Problem description:
Copy out the entire passage about Pamela Davis Kivelson's portrait painting, word for word.

Supplied passage:

When I sat down to observe artist Pamela Davis Kivelson’s portraits and technique firsthand, I hadn’t expected the vibrant, almost surreal palette she would use to paint me. Tubes of indigo paint, spilling into yellowed linseed oil. Bright turquoise. A viscous Barbie pink.

Kivelson’s artistic process is messy, drippy, an abstract dance of color. Under indigo gloves, arcs of color converge to form a portrait, often more vivid and expressive than reality itself.
“Paint builds, accumulates and becomes physical,” Kivelson said. “It’s raw, it’s painterly properties—globby, messy, drippy, flowy, melty edges—there’s something about them that’s very human.”
For Kivelson, portraiture is more than a quick snapshot. It’s a conversation. An exchange. Over time, Kivelson gets to know her subjects. More than just a likeness on canvas, her portraits contain glimpses of the subject’s emotions that can be characterological.
“These [portraits] are a bit like dreams, memories and associations,” Kivelson said. “They contain what I know of the person, from what the person tells me. … Like when you’re writing a story, the characters have to tell you what they need, who they are and how they want to be described.”

Listing:
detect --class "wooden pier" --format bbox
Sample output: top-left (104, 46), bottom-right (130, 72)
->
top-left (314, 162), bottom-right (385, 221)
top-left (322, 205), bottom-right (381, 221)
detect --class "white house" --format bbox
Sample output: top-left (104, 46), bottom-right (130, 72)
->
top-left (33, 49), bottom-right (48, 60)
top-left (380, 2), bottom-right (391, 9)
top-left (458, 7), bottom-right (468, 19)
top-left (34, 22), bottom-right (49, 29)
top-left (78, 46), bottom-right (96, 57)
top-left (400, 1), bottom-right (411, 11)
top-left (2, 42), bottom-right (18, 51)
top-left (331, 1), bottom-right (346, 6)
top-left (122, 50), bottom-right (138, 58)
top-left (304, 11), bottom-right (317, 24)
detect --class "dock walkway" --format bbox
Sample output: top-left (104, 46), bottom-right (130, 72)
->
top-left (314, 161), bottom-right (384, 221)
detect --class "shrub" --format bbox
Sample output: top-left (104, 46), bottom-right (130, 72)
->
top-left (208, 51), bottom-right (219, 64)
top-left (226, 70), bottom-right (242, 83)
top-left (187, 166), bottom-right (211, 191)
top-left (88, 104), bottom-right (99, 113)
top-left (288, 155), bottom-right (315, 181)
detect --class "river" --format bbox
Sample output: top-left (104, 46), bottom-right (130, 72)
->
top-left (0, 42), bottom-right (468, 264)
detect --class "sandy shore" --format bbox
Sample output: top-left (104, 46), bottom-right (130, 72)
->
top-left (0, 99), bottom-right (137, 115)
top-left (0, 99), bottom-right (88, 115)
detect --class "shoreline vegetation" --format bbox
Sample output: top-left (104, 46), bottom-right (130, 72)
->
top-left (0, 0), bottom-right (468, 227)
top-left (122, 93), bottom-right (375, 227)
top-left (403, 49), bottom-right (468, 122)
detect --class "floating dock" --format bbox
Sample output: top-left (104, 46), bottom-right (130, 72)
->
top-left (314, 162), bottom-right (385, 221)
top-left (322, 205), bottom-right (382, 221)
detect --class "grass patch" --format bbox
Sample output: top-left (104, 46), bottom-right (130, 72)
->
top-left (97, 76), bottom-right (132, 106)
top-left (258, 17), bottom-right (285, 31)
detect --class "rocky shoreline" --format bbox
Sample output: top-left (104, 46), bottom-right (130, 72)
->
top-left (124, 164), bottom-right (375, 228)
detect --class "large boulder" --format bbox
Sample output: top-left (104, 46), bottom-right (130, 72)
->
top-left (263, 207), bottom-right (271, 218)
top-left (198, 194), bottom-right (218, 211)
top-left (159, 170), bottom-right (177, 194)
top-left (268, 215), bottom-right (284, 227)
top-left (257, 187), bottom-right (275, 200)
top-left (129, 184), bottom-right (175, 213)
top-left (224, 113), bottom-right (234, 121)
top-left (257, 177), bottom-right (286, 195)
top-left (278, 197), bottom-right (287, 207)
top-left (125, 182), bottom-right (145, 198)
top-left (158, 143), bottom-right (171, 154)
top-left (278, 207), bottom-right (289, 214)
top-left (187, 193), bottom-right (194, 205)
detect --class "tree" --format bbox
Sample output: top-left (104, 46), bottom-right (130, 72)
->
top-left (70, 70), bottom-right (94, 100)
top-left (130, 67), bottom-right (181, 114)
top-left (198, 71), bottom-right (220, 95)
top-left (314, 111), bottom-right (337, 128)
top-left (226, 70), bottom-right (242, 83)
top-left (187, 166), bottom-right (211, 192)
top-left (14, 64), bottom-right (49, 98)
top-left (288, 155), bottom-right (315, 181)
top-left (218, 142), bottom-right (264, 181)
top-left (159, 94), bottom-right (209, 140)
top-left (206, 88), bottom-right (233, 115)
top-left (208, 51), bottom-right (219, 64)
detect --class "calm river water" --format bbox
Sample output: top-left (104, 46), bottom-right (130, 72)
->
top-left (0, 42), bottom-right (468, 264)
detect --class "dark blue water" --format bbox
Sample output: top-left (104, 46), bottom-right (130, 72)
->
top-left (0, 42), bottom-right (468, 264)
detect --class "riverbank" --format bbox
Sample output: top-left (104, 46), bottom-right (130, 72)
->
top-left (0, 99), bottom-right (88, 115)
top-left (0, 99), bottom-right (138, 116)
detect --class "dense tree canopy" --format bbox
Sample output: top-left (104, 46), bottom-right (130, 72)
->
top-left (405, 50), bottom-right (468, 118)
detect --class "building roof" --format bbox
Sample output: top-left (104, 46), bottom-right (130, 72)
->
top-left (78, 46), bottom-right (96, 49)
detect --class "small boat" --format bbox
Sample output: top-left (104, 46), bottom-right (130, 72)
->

Output for this task:
When I sat down to observe artist Pamela Davis Kivelson’s portraits and technique firsthand, I hadn’t expected the vibrant, almost surreal palette she would use to paint me. Tubes of indigo paint, spilling into yellowed linseed oil. Bright turquoise. A viscous Barbie pink.

Kivelson’s artistic process is messy, drippy, an abstract dance of color. Under indigo gloves, arcs of color converge to form a portrait, often more vivid and expressive than reality itself.
“Paint builds, accumulates and becomes physical,” Kivelson said. “It’s raw, it’s painterly properties—globby, messy, drippy, flowy, melty edges—there’s something about them that’s very human.”
For Kivelson, portraiture is more than a quick snapshot. It’s a conversation. An exchange. Over time, Kivelson gets to know her subjects. More than just a likeness on canvas, her portraits contain glimpses of the subject’s emotions that can be characterological.
“These [portraits] are a bit like dreams, memories and associations,” Kivelson said. “They contain what I know of the person, from what the person tells me. … Like when you’re writing a story, the characters have to tell you what they need, who they are and how they want to be described.”